A far-right politician was stabbed in a German city on Tuesday night just days after a police officer was killed in the same place.
Heinrich Koch, a local council candidate for Alternative for Germany (AfD), was attacked with a knife in Mannheim after he confronted someone pulling posters down in the city centre.
AfD state chairman Markus Frohnmaier said the party was “shocked and dismayed” over the stabbing, which left Mr Koch hospitalised.
It comes just days after a 29-year-old police officer was killed in a different stabbing during an anti-Islam demonstration in the same city.
A 25-year-old man is accused of rampaging through an anti-Islam rally held by Pax Europa on Friday last week before attacking the officer with a knife.
The officer was placed in an artificial coma but succumbed to his injuries on Sunday after being kept alive by a heart-lung machine. He reportedly donated his organs and had his parents as well as his partner by his side when he died, according to local reports.
The suspect, from Afghanistan, was shot and wounded by another officer. He remained hospitalised and a judge has ordered him held on suspicion of attempted murder.

**COLLECTED DATA:**
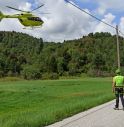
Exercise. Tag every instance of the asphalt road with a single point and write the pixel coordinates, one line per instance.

**TASK DESCRIPTION:**
Reproduce the portion of the Mannheim stabbing article starting at "It comes just" and ending at "of attempted murder.", with no changes. Rely only on the article about the Mannheim stabbings.

**EXPECTED ANSWER:**
It comes just days after a 29-year-old police officer was killed in a different stabbing during an anti-Islam demonstration in the same city.
A 25-year-old man is accused of rampaging through an anti-Islam rally held by Pax Europa on Friday last week before attacking the officer with a knife.
The officer was placed in an artificial coma but succumbed to his injuries on Sunday after being kept alive by a heart-lung machine. He reportedly donated his organs and had his parents as well as his partner by his side when he died, according to local reports.
The suspect, from Afghanistan, was shot and wounded by another officer. He remained hospitalised and a judge has ordered him held on suspicion of attempted murder.